__TEXTO DE ORIGEM__
────────────────────
DA IMPOSSIBILIDADE DOS PROCEDIMENTOS JUDICIAIS VERIFICATÓRIOS DE SITUAÇÃO DE RISCO ONDE SE TEM INSTALADO O CONSELHO TUTELAR

 

 

Márcio Thadeu Silva Marques

1º Secretário da ABMP.

Membro do Centro de Apoio Operacional da Infância e da Juventude (MP/MA).

Associado do Núcleo Educação para a Justiça.

Associação de Magistrados e Promotores de Justiça.

 

 

Apresentação

 

Trata-se de breve bosquejo sobre os chamados procedimentos verificatórios, ainda admitidos pela praxe forense de alguns Estados, analisando-se sua possibilidade jurídica e sua incompatibilidade com o sistema constitucional de proteção integral previsto com as diretrizes da descentralização político-administrativa e de participação popular (CF, art. 227, § 7º c/c art. 204).

 

O que são os procedimentos verificatórios?

 

Alguns Estados têm admitido a existência de autos iniciados por notícia de repartição policial ou entidade de atendimento, em que a Autoridade Judiciária da Infância e da Juventude determina o processamento como procedimentos verificatórios, com o fito de "verificar" situação de risco (ECA, art. 98), decidindo pela aplicação de medidas protetivas, como as previstas pelos art. 101 e 129 da Lei 8.069/90.

 

Antecedentes do procedimento verificatório e sua visão atual

 

Assim, a peça inaugural, lastreada em despacho judicial, inicia ex officio, o procedimento investigatório. Tal medida ressuscita a providência extinta junto com o antigo Código de Menores, que permitia ao Juiz Menorista a aplicação de medidas tutelares, ora substituídas pelas medidas protetivas, a serem adotadas somente nos casos de situação de risco, expressos no art. 98 do ECA, cabendo-lhes o ditar, apenas pelo Conselho Tutelar, órgão não-jurisdicional, autônomo, escolhido pela sociedade para garantia dos interesses infanto-juvenis (art. 131 c/c 136, I, da Lei 8.069/90), pelo que "fica claro que o Conselho Tutelar assumirá as funções anteriormente exercidas pela Justiça da Infância e da Juventude e pela Polícia Judiciária, relacionadas com os aspectos do atendimento social das crianças e dos adolescentes"[1].
────────────────────
__ENUNCIADO DA TAREFA__
Continue o texto sobre os procedimentos verificatórios a partir do ponto em que ele termina. Não é preciso consultar o material.
────────────────────
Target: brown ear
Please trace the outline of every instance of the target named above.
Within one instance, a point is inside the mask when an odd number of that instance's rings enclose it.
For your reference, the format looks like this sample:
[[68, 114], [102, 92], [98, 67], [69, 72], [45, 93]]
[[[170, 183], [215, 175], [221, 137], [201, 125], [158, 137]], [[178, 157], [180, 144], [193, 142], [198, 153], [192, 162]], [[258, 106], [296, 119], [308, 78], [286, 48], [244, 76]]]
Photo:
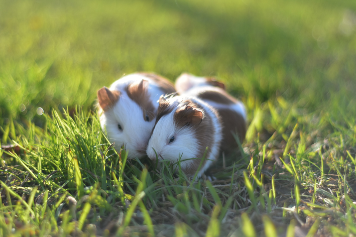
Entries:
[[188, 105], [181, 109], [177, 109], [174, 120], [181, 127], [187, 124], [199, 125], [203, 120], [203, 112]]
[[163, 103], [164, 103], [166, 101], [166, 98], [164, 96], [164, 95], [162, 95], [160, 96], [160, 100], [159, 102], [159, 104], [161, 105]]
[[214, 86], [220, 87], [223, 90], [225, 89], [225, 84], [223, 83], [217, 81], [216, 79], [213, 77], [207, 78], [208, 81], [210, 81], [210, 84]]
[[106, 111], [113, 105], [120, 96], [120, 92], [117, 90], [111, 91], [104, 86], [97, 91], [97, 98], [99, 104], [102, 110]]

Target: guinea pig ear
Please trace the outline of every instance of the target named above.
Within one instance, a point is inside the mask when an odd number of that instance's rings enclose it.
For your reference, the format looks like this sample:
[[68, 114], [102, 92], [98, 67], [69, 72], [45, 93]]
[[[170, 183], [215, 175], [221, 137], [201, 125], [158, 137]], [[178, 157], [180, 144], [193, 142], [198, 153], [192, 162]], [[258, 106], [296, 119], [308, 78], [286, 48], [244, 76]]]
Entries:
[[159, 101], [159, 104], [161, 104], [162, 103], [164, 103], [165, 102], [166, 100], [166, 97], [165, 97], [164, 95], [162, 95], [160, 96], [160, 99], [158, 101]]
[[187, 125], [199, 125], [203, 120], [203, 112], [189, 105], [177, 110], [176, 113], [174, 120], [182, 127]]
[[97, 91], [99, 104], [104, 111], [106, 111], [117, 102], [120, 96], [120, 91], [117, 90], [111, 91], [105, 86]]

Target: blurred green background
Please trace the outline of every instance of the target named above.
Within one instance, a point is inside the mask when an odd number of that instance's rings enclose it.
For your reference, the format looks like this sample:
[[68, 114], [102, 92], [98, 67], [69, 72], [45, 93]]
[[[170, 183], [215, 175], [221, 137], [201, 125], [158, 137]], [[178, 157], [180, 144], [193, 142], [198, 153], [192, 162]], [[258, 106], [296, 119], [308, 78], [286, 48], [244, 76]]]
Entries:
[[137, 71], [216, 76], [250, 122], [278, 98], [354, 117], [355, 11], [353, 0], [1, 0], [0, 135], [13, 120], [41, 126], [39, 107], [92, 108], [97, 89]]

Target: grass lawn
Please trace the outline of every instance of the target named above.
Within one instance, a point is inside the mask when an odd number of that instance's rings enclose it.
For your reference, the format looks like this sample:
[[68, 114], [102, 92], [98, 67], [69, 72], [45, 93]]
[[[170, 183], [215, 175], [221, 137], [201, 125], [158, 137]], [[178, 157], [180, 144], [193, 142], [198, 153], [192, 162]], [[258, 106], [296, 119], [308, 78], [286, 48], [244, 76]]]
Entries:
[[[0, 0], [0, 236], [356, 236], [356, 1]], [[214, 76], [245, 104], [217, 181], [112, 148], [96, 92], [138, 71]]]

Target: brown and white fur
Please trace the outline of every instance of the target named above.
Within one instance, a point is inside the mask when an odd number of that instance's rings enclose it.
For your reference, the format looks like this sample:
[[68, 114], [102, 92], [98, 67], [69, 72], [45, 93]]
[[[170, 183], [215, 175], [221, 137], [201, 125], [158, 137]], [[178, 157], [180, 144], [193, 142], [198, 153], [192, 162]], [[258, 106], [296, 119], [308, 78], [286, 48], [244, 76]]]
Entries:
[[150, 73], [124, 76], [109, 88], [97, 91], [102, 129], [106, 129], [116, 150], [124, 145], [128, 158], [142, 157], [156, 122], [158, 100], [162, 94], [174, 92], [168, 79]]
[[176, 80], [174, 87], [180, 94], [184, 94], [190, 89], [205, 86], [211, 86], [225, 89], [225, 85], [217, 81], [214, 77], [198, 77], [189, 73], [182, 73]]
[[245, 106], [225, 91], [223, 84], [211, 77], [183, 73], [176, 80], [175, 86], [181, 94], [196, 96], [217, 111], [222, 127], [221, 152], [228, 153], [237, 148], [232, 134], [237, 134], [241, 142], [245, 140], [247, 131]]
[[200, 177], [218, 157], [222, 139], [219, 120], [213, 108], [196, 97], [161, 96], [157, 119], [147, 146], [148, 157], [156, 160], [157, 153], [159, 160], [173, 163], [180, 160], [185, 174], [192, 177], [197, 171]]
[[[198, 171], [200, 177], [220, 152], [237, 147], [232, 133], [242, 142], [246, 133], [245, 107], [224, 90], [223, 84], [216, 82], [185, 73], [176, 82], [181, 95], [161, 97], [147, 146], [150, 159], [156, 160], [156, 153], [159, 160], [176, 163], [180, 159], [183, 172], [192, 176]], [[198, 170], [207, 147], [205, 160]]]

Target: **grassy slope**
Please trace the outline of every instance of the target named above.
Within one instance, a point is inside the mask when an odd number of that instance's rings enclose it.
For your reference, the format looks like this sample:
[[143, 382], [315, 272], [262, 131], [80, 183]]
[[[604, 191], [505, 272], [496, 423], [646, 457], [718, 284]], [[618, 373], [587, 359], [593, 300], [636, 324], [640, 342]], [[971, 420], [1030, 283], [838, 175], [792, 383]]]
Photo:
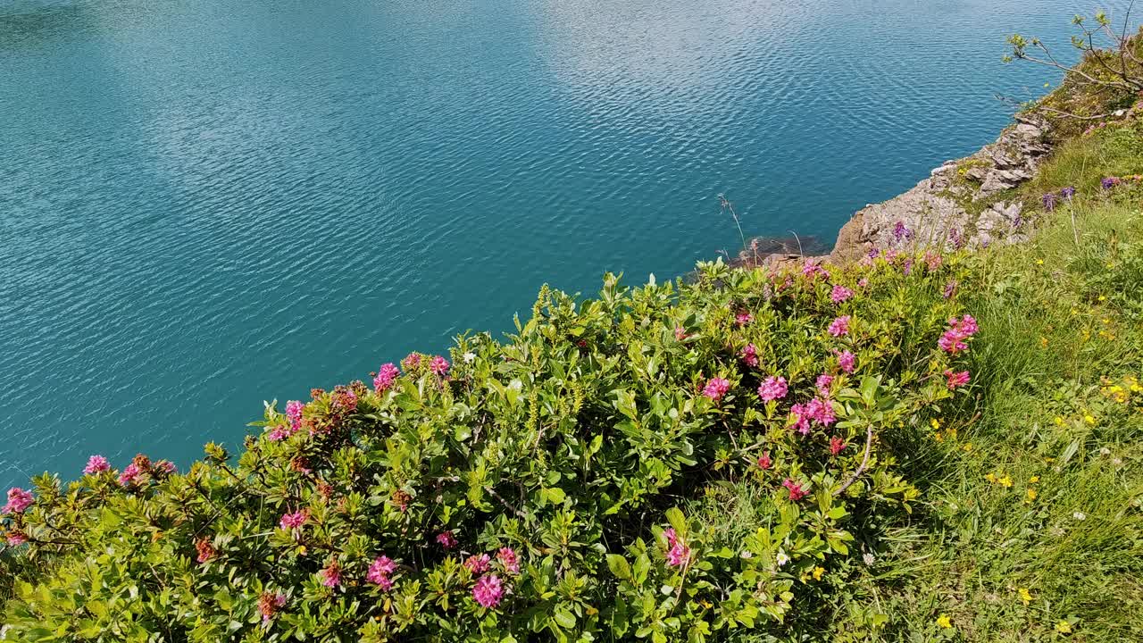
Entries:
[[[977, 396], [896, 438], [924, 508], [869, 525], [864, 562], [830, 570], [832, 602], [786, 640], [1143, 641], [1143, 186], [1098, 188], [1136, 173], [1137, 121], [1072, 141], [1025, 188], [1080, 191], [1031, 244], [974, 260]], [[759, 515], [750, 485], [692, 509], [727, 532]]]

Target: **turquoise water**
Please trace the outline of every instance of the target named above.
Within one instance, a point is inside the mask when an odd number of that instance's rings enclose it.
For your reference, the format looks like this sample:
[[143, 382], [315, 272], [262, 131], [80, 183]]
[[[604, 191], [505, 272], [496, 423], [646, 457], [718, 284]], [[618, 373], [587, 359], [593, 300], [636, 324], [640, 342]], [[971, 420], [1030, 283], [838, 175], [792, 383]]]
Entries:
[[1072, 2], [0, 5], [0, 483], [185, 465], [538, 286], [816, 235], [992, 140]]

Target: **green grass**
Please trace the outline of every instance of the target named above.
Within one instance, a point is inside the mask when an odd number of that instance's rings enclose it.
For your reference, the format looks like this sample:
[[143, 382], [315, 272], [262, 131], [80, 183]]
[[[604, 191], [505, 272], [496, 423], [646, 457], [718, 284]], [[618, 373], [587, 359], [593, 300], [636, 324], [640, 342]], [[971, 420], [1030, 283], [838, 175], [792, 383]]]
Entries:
────────────────────
__RESPOSTA DO EXERCÍCIO__
 

Com efeito, somente em duas situações pode o Juiz aplicar as medidas protetivas: 1) na ocorrência do art. 262 do ECA, ante à não implantação do Conselho Tutelar[2]; e, 2) como medida sócio-educativa imprópria, na forma do art. 112, inciso VII, da Lei Estatutária, o que significa dizer que somente poderá assim agir o Juízo, em face do cometimento de ato infracional, matéria estranha às providências da maioria dos documentos de instauração dos ditos procedimentos verificatórios.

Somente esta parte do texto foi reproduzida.